◆ **Exercise description**:
Format the lines from the one containing "the woman's nose." through the one containing "pixel 244 92" as a JSON list of strings, one string per line, leaving out blank lines.

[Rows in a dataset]

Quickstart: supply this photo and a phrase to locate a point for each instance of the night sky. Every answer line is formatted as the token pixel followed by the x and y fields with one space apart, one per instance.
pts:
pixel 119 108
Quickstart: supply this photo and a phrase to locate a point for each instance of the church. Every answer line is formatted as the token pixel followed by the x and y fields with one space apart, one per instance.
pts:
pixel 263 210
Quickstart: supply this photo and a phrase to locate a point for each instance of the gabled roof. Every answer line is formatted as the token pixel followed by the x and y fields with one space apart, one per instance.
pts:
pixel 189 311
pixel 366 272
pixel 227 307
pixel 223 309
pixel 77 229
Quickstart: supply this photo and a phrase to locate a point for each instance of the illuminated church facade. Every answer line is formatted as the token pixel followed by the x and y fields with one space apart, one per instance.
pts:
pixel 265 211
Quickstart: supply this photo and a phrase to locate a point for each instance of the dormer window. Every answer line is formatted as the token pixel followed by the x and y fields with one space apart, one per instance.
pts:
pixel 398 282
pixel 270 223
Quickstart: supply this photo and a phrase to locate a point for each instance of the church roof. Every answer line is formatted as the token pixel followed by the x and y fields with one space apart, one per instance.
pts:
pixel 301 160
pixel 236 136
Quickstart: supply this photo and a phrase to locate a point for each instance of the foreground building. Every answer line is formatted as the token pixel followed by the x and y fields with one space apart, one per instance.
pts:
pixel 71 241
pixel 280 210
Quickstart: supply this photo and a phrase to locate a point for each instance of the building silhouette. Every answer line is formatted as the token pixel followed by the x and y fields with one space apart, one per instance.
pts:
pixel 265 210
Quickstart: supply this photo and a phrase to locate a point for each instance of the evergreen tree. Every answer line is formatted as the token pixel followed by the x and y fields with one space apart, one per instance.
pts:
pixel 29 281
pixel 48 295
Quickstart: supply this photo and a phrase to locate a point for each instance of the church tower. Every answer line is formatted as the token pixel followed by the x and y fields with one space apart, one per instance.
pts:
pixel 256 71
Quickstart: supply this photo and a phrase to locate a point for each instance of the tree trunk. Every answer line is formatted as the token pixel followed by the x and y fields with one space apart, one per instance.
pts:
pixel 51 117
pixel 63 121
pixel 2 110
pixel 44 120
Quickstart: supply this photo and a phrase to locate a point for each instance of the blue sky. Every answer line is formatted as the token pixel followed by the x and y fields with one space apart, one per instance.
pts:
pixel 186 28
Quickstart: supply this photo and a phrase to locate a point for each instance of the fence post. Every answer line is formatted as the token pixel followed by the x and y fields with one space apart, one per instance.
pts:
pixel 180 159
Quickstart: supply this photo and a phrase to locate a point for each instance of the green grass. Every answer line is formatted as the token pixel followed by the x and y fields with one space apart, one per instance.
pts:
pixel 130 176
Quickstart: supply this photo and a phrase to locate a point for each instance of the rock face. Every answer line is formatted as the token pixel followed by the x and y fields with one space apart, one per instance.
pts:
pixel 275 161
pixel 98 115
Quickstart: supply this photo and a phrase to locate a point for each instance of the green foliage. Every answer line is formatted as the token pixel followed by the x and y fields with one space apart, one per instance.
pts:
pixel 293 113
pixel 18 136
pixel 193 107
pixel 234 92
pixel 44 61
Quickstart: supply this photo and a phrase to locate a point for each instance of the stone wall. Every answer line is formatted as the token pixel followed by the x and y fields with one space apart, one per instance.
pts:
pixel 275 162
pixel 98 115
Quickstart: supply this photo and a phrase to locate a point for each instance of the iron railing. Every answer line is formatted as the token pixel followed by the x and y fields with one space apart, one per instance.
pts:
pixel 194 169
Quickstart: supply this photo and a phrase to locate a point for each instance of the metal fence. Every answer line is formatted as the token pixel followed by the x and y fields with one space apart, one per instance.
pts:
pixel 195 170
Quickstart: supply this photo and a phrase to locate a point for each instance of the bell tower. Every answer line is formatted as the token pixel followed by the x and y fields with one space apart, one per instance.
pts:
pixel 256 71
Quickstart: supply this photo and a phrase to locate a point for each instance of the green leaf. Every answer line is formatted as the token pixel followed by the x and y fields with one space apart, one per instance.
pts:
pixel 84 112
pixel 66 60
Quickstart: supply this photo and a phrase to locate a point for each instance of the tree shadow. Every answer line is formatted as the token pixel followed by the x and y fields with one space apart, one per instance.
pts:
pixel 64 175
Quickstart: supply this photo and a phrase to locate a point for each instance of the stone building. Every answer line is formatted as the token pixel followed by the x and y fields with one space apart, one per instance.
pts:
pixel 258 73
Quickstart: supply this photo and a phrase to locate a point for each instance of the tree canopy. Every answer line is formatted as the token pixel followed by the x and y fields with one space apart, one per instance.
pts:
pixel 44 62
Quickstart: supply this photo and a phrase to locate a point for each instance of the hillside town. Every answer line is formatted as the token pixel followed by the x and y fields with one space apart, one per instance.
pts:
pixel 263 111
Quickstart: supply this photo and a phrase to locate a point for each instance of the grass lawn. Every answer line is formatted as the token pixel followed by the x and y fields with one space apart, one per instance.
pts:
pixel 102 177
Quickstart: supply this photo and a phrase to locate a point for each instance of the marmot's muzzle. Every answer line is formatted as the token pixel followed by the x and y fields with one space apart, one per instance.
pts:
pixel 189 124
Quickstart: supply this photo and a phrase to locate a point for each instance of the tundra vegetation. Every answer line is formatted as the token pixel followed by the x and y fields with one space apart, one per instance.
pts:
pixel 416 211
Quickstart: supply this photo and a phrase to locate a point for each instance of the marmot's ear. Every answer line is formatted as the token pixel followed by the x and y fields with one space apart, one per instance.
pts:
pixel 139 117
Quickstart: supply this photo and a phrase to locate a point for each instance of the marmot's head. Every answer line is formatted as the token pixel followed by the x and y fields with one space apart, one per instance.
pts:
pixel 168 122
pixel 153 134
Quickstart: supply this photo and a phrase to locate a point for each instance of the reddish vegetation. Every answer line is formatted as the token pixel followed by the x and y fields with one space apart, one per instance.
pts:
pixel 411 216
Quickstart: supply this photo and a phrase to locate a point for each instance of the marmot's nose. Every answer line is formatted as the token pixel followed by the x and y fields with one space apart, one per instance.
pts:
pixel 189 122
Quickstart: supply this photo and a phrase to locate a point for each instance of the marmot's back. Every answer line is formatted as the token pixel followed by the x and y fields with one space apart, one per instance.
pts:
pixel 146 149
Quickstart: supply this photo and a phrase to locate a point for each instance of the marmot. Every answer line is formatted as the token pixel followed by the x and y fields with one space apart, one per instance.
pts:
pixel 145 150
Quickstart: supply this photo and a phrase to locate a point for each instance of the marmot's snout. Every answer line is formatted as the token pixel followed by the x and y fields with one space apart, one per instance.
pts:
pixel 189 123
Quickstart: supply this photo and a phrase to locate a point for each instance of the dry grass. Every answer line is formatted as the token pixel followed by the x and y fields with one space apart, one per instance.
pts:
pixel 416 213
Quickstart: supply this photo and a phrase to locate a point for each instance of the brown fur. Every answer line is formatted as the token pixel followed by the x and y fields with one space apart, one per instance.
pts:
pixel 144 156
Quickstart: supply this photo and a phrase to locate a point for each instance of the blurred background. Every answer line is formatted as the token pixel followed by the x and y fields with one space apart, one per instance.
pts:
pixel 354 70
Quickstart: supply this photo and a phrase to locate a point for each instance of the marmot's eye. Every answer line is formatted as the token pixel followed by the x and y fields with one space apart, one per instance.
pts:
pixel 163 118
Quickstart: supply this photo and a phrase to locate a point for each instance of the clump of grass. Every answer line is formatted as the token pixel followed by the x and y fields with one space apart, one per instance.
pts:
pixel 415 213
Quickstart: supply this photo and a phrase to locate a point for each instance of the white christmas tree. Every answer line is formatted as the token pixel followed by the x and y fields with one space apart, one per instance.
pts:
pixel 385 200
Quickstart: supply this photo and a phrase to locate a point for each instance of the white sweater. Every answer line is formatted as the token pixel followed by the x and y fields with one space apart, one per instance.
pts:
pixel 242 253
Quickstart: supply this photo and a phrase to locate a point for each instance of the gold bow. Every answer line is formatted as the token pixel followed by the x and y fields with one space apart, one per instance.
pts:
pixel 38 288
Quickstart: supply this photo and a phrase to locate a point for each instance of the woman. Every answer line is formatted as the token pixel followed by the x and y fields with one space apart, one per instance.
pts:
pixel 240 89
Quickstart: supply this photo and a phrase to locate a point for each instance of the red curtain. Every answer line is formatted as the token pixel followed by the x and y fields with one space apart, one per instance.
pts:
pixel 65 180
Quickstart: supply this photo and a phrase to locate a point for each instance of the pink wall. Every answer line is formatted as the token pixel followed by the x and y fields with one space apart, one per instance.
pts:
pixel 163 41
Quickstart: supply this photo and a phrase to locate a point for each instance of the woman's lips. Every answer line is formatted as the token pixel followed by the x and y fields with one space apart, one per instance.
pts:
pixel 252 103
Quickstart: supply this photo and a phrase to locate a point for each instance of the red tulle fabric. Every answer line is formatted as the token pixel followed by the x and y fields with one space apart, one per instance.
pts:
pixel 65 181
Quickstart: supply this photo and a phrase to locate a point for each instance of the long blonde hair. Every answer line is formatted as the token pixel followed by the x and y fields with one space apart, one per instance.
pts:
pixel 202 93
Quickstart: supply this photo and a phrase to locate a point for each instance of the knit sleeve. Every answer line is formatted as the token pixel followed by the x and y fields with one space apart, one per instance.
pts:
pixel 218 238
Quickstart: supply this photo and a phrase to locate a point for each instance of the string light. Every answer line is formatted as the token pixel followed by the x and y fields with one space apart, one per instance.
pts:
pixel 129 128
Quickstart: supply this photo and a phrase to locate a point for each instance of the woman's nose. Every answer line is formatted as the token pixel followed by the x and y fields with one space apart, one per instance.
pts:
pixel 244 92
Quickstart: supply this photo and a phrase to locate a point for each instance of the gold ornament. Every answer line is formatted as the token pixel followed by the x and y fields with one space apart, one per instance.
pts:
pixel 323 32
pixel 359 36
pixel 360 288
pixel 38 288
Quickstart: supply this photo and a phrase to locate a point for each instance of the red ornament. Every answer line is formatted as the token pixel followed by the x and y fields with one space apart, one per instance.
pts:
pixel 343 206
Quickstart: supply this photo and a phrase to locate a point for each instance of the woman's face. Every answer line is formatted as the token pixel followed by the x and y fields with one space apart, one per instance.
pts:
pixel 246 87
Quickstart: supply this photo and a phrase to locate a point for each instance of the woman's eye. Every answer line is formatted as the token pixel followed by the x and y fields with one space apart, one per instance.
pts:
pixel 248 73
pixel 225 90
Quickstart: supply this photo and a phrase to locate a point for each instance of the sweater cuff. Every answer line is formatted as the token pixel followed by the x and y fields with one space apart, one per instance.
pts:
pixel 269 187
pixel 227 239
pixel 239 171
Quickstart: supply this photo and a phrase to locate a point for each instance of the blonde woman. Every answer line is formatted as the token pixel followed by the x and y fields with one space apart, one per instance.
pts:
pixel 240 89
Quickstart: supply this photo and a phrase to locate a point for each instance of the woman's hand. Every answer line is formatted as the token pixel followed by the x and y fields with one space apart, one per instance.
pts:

◆ **Result of this exercise**:
[
  "Quickstart: supply this photo and a phrase to locate a point for each instance of the woman's nose. Every answer line is formatted as the token pixel followed by the x and y fields with one space apart, one per instance.",
  "pts:",
  "pixel 244 92"
]